Annotation dataset entries:
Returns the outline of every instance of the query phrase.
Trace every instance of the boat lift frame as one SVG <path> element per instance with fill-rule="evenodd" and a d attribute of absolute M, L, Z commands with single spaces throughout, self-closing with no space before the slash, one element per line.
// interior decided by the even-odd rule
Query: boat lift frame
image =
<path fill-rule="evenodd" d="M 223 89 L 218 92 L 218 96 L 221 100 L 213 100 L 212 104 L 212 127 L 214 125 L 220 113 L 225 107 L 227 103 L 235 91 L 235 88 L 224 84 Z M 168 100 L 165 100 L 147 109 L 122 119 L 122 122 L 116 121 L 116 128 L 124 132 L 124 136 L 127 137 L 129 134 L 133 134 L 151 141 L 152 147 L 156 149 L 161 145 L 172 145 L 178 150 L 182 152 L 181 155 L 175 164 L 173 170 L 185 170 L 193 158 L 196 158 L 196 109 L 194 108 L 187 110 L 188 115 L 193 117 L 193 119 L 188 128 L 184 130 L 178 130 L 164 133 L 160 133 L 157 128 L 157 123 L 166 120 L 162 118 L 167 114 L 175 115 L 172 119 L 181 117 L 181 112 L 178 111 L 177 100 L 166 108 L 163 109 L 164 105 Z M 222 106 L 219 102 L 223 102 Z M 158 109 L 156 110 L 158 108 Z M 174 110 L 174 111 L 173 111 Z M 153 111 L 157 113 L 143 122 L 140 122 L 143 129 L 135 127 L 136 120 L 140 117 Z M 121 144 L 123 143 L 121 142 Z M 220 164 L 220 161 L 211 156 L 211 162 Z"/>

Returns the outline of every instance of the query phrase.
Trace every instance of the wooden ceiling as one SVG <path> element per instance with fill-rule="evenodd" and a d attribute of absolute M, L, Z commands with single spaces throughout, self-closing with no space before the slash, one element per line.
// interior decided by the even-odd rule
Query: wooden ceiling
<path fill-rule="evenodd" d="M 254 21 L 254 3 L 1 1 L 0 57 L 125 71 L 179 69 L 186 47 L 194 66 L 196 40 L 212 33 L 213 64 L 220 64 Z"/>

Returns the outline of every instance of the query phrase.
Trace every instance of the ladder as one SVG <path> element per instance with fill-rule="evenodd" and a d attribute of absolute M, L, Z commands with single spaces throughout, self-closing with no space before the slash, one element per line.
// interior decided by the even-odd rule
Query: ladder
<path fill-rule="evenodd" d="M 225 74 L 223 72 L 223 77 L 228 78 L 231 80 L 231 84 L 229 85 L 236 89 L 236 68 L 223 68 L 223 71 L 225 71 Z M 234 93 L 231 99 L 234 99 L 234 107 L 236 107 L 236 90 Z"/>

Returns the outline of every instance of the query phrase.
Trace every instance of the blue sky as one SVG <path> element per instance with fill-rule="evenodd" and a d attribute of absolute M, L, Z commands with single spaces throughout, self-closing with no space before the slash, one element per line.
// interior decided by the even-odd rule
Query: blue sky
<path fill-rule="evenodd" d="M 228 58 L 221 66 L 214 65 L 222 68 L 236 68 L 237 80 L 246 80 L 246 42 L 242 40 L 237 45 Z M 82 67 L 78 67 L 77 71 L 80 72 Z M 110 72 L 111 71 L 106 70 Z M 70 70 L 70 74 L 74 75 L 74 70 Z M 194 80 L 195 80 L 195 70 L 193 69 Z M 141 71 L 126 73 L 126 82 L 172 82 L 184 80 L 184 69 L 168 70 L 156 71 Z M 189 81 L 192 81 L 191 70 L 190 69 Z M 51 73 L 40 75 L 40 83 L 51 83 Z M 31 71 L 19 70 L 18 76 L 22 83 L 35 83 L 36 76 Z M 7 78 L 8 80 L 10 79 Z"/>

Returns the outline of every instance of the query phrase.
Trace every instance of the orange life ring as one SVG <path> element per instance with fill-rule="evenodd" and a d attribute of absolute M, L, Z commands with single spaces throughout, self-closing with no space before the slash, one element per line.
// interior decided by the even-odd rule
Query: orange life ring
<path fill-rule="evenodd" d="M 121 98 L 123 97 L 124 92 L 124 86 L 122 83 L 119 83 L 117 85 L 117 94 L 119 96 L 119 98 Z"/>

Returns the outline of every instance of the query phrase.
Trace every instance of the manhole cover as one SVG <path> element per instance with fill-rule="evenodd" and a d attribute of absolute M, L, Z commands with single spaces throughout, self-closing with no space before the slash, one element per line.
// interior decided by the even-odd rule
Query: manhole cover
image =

> _SHORT EXERCISE_:
Extract each line of the entries above that contains the string "boat". Matches must have the same capitalization.

> _ANSWER TO THIS EXERCISE_:
Trace every instance of the boat lift frame as one SVG <path> element per instance with fill-rule="evenodd" and a d attribute of absolute M, L, Z commands with single spaces throughout, self-closing with no space before the slash, one element per line.
Query: boat lift frame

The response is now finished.